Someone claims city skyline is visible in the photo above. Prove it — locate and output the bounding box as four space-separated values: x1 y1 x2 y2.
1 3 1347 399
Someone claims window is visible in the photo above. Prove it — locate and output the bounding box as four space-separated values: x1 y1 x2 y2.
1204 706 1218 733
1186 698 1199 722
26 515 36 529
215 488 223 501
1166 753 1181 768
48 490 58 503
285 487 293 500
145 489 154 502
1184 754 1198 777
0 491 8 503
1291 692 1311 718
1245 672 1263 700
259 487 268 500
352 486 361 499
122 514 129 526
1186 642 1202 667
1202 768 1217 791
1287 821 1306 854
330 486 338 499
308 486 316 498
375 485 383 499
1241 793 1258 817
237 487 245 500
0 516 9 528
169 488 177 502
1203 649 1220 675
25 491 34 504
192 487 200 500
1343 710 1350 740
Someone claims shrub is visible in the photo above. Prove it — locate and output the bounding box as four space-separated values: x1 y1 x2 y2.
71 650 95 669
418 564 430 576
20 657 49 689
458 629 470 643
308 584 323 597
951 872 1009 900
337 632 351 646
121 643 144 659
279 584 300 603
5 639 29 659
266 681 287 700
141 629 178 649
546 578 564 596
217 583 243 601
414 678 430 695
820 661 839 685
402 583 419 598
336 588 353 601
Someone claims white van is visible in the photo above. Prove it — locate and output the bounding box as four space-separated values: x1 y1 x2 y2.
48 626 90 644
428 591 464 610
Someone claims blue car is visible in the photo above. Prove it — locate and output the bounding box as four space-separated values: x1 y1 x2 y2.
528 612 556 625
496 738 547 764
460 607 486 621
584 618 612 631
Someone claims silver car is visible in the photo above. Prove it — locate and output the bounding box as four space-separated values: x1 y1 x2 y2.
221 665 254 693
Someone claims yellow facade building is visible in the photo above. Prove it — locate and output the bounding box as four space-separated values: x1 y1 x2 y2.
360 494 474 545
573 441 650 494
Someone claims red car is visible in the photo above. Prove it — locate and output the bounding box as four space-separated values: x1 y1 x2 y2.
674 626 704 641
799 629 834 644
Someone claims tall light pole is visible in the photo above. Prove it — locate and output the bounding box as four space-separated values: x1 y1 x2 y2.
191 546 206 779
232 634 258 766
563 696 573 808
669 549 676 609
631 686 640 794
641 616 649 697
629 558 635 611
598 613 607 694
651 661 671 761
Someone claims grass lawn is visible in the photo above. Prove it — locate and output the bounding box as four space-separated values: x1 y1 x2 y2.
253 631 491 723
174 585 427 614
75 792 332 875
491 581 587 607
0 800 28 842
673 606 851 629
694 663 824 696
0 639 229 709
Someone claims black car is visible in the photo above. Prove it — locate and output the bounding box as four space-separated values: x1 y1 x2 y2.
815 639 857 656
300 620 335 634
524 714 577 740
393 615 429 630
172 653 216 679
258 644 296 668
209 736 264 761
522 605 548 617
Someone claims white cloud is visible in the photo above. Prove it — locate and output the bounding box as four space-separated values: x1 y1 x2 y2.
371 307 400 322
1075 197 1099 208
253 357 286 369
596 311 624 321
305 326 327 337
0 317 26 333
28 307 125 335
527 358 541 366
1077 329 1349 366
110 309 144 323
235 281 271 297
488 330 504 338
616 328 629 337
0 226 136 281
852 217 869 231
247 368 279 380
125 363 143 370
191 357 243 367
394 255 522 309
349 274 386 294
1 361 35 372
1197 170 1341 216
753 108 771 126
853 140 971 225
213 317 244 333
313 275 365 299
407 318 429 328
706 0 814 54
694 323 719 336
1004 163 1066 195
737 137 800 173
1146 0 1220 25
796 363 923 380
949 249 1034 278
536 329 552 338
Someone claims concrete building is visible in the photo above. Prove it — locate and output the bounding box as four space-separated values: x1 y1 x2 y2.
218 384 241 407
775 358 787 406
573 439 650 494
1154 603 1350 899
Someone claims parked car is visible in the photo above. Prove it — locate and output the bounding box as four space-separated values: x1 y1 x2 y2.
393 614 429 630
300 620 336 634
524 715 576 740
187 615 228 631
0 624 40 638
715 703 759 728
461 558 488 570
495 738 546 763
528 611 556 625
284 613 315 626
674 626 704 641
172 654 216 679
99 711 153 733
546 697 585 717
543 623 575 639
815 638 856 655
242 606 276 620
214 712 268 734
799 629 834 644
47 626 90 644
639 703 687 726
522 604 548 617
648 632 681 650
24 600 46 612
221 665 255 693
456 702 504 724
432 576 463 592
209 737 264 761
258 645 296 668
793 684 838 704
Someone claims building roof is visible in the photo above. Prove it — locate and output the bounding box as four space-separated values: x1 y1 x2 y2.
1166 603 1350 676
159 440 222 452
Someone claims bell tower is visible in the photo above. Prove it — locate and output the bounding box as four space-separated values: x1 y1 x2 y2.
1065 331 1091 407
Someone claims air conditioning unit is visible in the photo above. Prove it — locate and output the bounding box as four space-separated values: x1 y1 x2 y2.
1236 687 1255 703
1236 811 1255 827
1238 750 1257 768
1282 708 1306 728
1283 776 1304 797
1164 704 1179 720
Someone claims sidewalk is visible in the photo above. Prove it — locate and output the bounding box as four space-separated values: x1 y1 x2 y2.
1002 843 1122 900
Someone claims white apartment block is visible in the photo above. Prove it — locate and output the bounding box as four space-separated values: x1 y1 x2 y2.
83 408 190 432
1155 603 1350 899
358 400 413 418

────────────────────

• [Task to complete] Repeat each line above exactly as written.

• [Answer to this problem]
Someone claims city skyline is visible in the photo above. Prove it — locate and output the bounding box as four space-separated values: x1 y1 x2 y2.
1 3 1347 399
Someone claims window is visible in the photo above. Prove it — locate and output the bounding box as four space-separated values: x1 y1 x2 y2.
1204 706 1218 733
1186 698 1199 722
26 515 36 529
215 488 223 501
1166 753 1181 768
48 490 58 503
285 487 293 500
145 489 154 502
1184 754 1198 777
0 491 8 503
1291 692 1311 718
1245 672 1263 700
259 487 268 500
352 486 361 499
122 514 129 526
1186 642 1202 667
1202 768 1217 791
1287 821 1306 854
330 486 338 499
308 486 316 498
375 485 383 499
1241 793 1258 817
237 487 245 500
0 516 9 528
169 488 177 502
1203 649 1220 675
25 491 34 504
192 487 200 500
1343 710 1350 740
Someone claims shrub is visible in the photo above. Prove it — locate and output the bounding box as four space-separated values: x1 y1 x2 y2.
71 650 95 669
418 564 430 576
20 657 49 689
458 629 470 643
308 584 323 597
951 872 1009 900
337 632 351 646
121 643 144 659
279 584 300 603
5 639 29 659
266 681 287 700
141 629 178 649
546 578 564 596
217 583 243 601
414 678 430 695
820 661 839 685
402 583 419 598
336 588 353 601
Someone claims white van is visible in the photo above. Prove it — locate and output the bounding box as four space-separated values: x1 y1 x2 y2.
48 626 90 644
428 591 464 610
Someone claims blue car is visible in the photo above. Prove it — locate and output the bounding box as four space-separated values: x1 y1 x2 y2.
528 612 556 625
496 738 547 764
460 607 486 621
584 618 612 631
Someone claims silver car is visible in the photo above. Prove it — locate and output the bounding box as four space-separated values: x1 y1 x2 y2.
221 665 254 693
Someone claims yellow facade building is visible in the photo above. Prove it — locate and output the bounding box as four space-separated values: x1 y1 x2 y2.
360 494 474 545
573 441 650 494
Someone claims red car is visible in the photo above. Prove it — locate and output the bounding box as four space-separated values: x1 y1 x2 y2.
674 626 704 641
799 629 834 644
Someone claims tall light pole is visible in the photo above. Prove it — locate and output the bounding box as four space-separated values: x1 y1 x2 y2.
191 546 206 779
232 634 258 766
563 696 573 808
669 549 676 609
631 686 640 794
641 616 649 697
629 558 635 611
598 613 607 694
651 661 671 761
Someone claims grass lawn is visible in the photo above. Prove it — locate and output the bounding box as four space-separated values: x1 y1 x2 y2.
253 631 491 723
174 585 427 614
75 792 332 875
491 581 587 607
0 800 28 842
673 606 851 629
694 663 824 696
0 639 229 709
Someone claims black car is visible in the photo above. Prove it — locate and output the bounding box as four space-separated values: x1 y1 x2 y2.
815 639 857 656
300 620 335 634
524 714 577 740
393 615 429 630
172 653 216 679
258 644 296 668
209 736 264 761
522 605 548 617
Someone claims white cloud is visible in the photo above. Prove it — locate and output the bounding box as four space-separated values: x1 y1 x2 y2.
371 307 400 322
1075 197 1099 208
253 357 286 369
596 311 624 321
305 326 327 337
0 317 26 333
28 307 125 335
527 358 541 366
1077 329 1349 366
110 309 144 323
235 281 271 297
488 330 504 338
616 328 629 337
0 226 136 281
852 217 869 231
247 368 279 380
125 363 143 370
191 357 243 367
394 255 522 309
349 274 386 294
1 361 35 372
1197 170 1341 216
753 108 771 126
853 140 971 225
213 317 244 333
313 275 365 299
407 318 429 328
706 0 814 54
694 323 719 336
1004 163 1066 195
737 137 800 173
1146 0 1220 25
796 363 923 380
949 249 1034 278
536 329 552 338
Someone claims concrete building is visible in the photo above. Prove it — locate and output the bounding box as four space-separated values: x1 y1 x2 y2.
218 384 241 407
775 358 787 406
573 439 650 494
1154 603 1350 899
Someone claims parked car is visible in the photo above. Prove it — locate and output the bounding box as four space-separated values: x1 y1 x2 y2.
393 614 429 630
300 620 336 634
524 715 576 740
187 615 228 631
0 624 40 638
715 703 759 728
461 558 488 570
495 738 546 763
528 611 556 625
284 613 315 626
674 626 704 641
172 654 216 679
99 711 153 733
546 697 585 717
543 623 575 639
815 638 856 655
242 606 276 620
214 712 268 734
799 629 834 644
47 626 90 644
639 703 687 726
522 604 548 617
648 632 681 650
24 600 46 612
221 665 255 693
456 702 504 724
432 576 463 592
209 737 264 761
258 645 296 668
793 684 838 704
Someone claims building roof is visible in the photo above. Prove it — locate and output the bounding box as four space-separated values: x1 y1 x2 y2.
1166 603 1350 676
159 440 222 452
Someone claims bell tower is visible in the photo above. Prove it — locate and output the bounding box as four space-separated values: x1 y1 x2 y2.
1065 331 1091 407
Someone claims air conditioning unit is visible in the photo above. Prove it — locate and output the bounding box as four space-separated values: x1 y1 x2 y2.
1236 687 1255 703
1236 811 1255 827
1238 750 1257 768
1282 708 1306 728
1283 776 1304 797
1164 704 1179 720
Someone claims sidewalk is visible in the photo above. Prove it — locate and output the bounding box as four space-separated values: x1 y1 x2 y2.
1002 843 1122 900
Someone claims white apartment block is visible in the photo above. Prove it — locate and output the bounding box as four space-separated values: x1 y1 x2 y2.
83 408 190 432
1155 603 1350 899
358 400 413 418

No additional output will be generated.